Recast all the material below as a two-column CSV with the header columns text and answer. Give one row per piece of text with its answer, put each value in a single quoted field with any line breaks replaced by spaces, and leave out the pictures.
-------- Record list --------
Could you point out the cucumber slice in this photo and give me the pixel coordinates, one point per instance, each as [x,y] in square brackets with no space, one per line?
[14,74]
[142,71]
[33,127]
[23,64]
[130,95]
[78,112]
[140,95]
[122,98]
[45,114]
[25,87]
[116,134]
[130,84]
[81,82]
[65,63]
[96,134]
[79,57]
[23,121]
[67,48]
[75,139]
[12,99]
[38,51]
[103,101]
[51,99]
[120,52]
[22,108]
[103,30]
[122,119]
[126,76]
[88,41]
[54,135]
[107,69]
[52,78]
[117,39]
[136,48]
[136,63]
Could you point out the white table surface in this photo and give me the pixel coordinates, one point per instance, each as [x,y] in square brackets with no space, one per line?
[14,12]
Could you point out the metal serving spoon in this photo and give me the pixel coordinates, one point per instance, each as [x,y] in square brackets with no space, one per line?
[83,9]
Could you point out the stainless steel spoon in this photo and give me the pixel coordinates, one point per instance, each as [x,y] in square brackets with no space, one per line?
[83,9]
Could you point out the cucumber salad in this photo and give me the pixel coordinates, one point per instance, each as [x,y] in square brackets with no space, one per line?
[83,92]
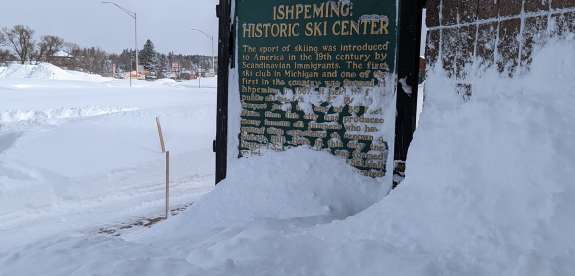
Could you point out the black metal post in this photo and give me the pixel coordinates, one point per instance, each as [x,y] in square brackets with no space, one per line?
[221,143]
[408,75]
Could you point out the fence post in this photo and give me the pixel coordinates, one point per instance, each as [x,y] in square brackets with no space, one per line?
[167,183]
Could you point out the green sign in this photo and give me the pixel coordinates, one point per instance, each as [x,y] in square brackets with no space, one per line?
[318,74]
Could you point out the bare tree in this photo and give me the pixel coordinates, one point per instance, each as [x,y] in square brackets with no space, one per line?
[2,38]
[48,46]
[19,39]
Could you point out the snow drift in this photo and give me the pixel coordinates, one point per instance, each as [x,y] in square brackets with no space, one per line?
[488,191]
[45,71]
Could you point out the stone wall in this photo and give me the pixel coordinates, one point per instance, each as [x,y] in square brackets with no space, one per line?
[501,33]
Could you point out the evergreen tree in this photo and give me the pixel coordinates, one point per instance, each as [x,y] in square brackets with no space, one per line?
[149,57]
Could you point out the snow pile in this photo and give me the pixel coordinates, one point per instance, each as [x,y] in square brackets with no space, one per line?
[57,114]
[489,191]
[45,71]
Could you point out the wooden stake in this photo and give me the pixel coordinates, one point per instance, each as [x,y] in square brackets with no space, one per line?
[167,183]
[160,134]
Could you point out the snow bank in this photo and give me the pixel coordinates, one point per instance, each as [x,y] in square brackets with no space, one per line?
[57,114]
[45,71]
[489,191]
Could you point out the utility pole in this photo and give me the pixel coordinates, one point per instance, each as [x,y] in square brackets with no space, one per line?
[211,38]
[134,16]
--------
### Output for this exercise:
text,answer
"Could you point out the cucumber slice in this photo and give me the pixel coordinates, one point per instance, each as [x,y] in square brackets with no space, one per line?","[14,74] [142,71] [33,127] [23,64] [130,95] [78,112] [140,95] [122,98] [45,114] [25,87] [116,134] [130,84] [81,82] [65,63] [96,134] [79,57] [23,121] [67,48] [75,139] [12,99] [38,51] [103,101] [51,99] [120,52] [22,108] [103,30] [122,119] [126,76] [88,41] [54,135] [107,69] [52,78] [117,39] [136,48] [136,63]"
"Could you point out the white table surface in this photo and give me the pixel coordinates, one point per instance, each as [x,y] in square brackets with no space, one per line?","[14,12]"
"Could you point out the metal serving spoon in this photo and give me the pixel coordinates, one point per instance, each as [x,y] in square brackets with no space, one per line?","[83,9]"
"Could you point out the stainless steel spoon in this photo and give me the pixel coordinates, one point per instance, each as [x,y] in square brackets with no space, one per line?","[83,9]"
"Could you point out the cucumber salad in this photo and give me the pixel coordinates, one point per instance, each as [x,y] in square brackets with no space, one per line?","[83,92]"
"Could you point out the black metal post in this photo and give me the pixel coordinates, one point per instance, each as [x,y] in square brackets with no space, one per line?","[221,143] [408,75]"
"Could you point out the fence post in this photo and give me the pixel coordinates, one point per instance, each as [x,y] in square brackets with no space, one per line?","[167,183]"
"Could you point out the green sign in this photo and give me the pixel coordinates, one point per instance, each as [x,y] in square brackets with no space, one per line?","[318,74]"
"Could you point out the bare tree in this photo and give me the pixel coordinates, one point per instance, each as [x,y] in square brackets with no space, one per line?","[2,38] [48,46] [19,39]"
"Could you point out the snow drift in this photo and give me the pixel coordinates, one point per instance, each as [x,y] in square brackets with no space, one per line?","[488,191] [45,71]"
"Could you point out the stone wall in this photo and give me the pixel coordinates, one point per instance, each as [x,y] in square brackets with no space, one per line?","[501,33]"
"Could you point out the evergreen tree in this photo and give me the pixel coordinates, one point per instance, each as [x,y] in square brackets with no space, one per line?","[149,57]"
"Could you point out the snow pile in this photo and give me the pixel coordinates, one point per instance, each as [x,y] in square brackets with no space, one per line?","[57,114] [489,191] [45,71]"
"Could you point out the wooden stake in this photo and give me the pixel coordinates, one point per instance, each as [x,y] in square brackets with no space, one per line?","[167,183] [160,134]"
"Could you point out the snow bank in this photo and give me the pixel coordinates, one point per instance, each as [x,y] in square brackets with no space, one per line?","[57,114] [45,71] [489,191]"
"Could you point out the utility pole in this photo and give me the pixel coordinates, one point per instance, each as [x,y] in square brackets with no space, one per line?","[211,38] [134,16]"